Written exercise: Count the lines in the data below that contain the word "return". Reply with that number alone.

Information given:
____
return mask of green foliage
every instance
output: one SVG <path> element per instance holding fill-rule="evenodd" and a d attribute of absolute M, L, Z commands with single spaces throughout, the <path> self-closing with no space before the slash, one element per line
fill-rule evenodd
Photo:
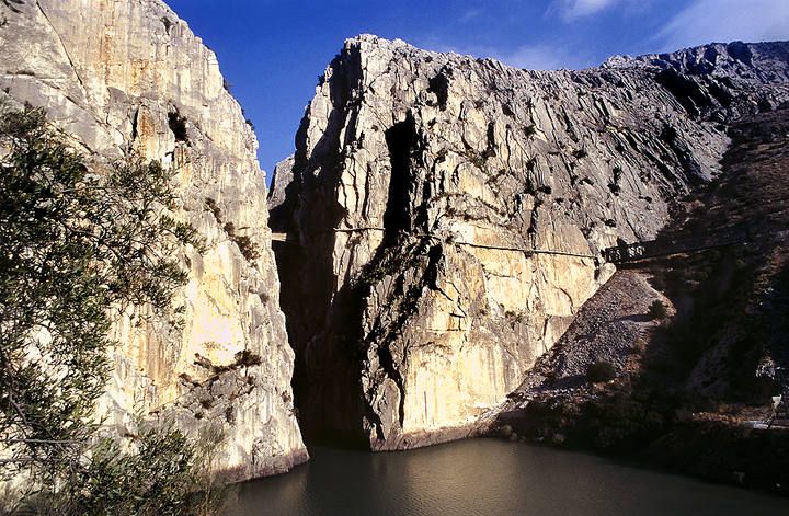
<path fill-rule="evenodd" d="M 0 115 L 0 148 L 2 475 L 25 469 L 52 486 L 79 470 L 93 433 L 112 318 L 147 306 L 176 319 L 186 273 L 174 256 L 202 242 L 169 215 L 176 197 L 158 162 L 90 170 L 31 107 Z"/>
<path fill-rule="evenodd" d="M 221 440 L 208 432 L 195 445 L 181 432 L 144 428 L 125 450 L 110 438 L 91 447 L 90 458 L 57 492 L 25 497 L 26 514 L 65 516 L 158 516 L 218 514 L 224 490 L 210 482 L 207 466 Z"/>
<path fill-rule="evenodd" d="M 610 381 L 614 378 L 616 378 L 616 366 L 610 362 L 597 360 L 586 371 L 586 380 L 593 383 Z"/>
<path fill-rule="evenodd" d="M 652 301 L 649 309 L 650 319 L 665 319 L 667 316 L 668 309 L 663 301 L 660 299 Z"/>

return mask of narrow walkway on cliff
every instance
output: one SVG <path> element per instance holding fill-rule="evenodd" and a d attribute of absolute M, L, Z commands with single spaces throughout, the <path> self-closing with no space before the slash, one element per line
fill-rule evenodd
<path fill-rule="evenodd" d="M 355 233 L 355 232 L 363 232 L 363 231 L 381 231 L 384 232 L 384 228 L 352 228 L 352 229 L 334 229 L 327 232 L 334 232 L 334 233 Z M 410 232 L 409 236 L 416 237 L 416 238 L 428 238 L 434 240 L 443 240 L 435 234 L 428 234 L 428 233 L 412 233 Z M 272 240 L 275 242 L 285 242 L 293 245 L 300 245 L 300 242 L 297 238 L 295 238 L 290 233 L 272 233 Z M 461 240 L 446 240 L 446 243 L 456 244 L 456 245 L 468 245 L 470 248 L 478 248 L 478 249 L 495 249 L 501 251 L 514 251 L 518 253 L 524 253 L 527 256 L 534 255 L 534 254 L 552 254 L 552 255 L 559 255 L 559 256 L 574 256 L 574 257 L 583 257 L 583 259 L 595 259 L 594 254 L 588 253 L 574 253 L 570 251 L 558 251 L 558 250 L 550 250 L 550 249 L 528 249 L 528 248 L 516 248 L 516 246 L 510 246 L 510 245 L 491 245 L 491 244 L 483 244 L 483 243 L 474 243 L 474 242 L 464 242 Z"/>

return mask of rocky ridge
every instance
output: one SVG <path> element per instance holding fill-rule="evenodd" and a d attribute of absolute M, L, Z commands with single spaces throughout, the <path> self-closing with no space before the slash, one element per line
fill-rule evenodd
<path fill-rule="evenodd" d="M 96 168 L 128 151 L 174 171 L 176 218 L 205 239 L 183 249 L 183 328 L 119 321 L 98 416 L 134 435 L 135 414 L 224 436 L 229 480 L 307 460 L 294 415 L 294 354 L 278 303 L 256 140 L 216 55 L 161 1 L 0 3 L 3 102 L 44 106 Z M 213 428 L 214 426 L 218 428 Z"/>
<path fill-rule="evenodd" d="M 347 41 L 272 193 L 304 429 L 472 433 L 611 275 L 601 250 L 653 238 L 719 172 L 725 122 L 789 100 L 788 48 L 527 71 Z"/>

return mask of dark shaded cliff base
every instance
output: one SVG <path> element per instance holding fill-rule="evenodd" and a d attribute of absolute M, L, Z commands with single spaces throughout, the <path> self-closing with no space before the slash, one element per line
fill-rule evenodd
<path fill-rule="evenodd" d="M 780 388 L 756 376 L 767 357 L 789 366 L 789 111 L 742 119 L 730 136 L 721 176 L 675 207 L 661 238 L 740 243 L 618 271 L 494 434 L 789 494 L 788 422 L 763 424 Z M 654 299 L 665 317 L 649 313 Z M 616 378 L 588 381 L 595 362 Z"/>

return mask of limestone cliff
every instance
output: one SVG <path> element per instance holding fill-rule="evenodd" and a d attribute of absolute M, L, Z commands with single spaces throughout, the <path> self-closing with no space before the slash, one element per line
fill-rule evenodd
<path fill-rule="evenodd" d="M 304 429 L 467 435 L 610 276 L 601 250 L 654 237 L 718 173 L 722 123 L 789 99 L 788 48 L 548 72 L 347 41 L 271 211 L 298 241 L 277 257 Z"/>
<path fill-rule="evenodd" d="M 218 425 L 215 466 L 233 480 L 306 460 L 258 144 L 216 55 L 158 0 L 5 0 L 0 21 L 5 101 L 46 107 L 99 168 L 129 150 L 171 167 L 174 215 L 207 244 L 180 253 L 183 328 L 116 325 L 98 415 L 121 435 L 135 413 L 193 435 Z"/>

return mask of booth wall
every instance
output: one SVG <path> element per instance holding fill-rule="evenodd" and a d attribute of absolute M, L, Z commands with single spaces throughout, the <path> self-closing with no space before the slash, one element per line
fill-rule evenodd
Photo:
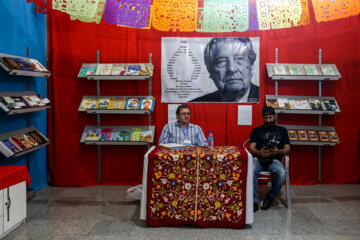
____
Response to the task: 6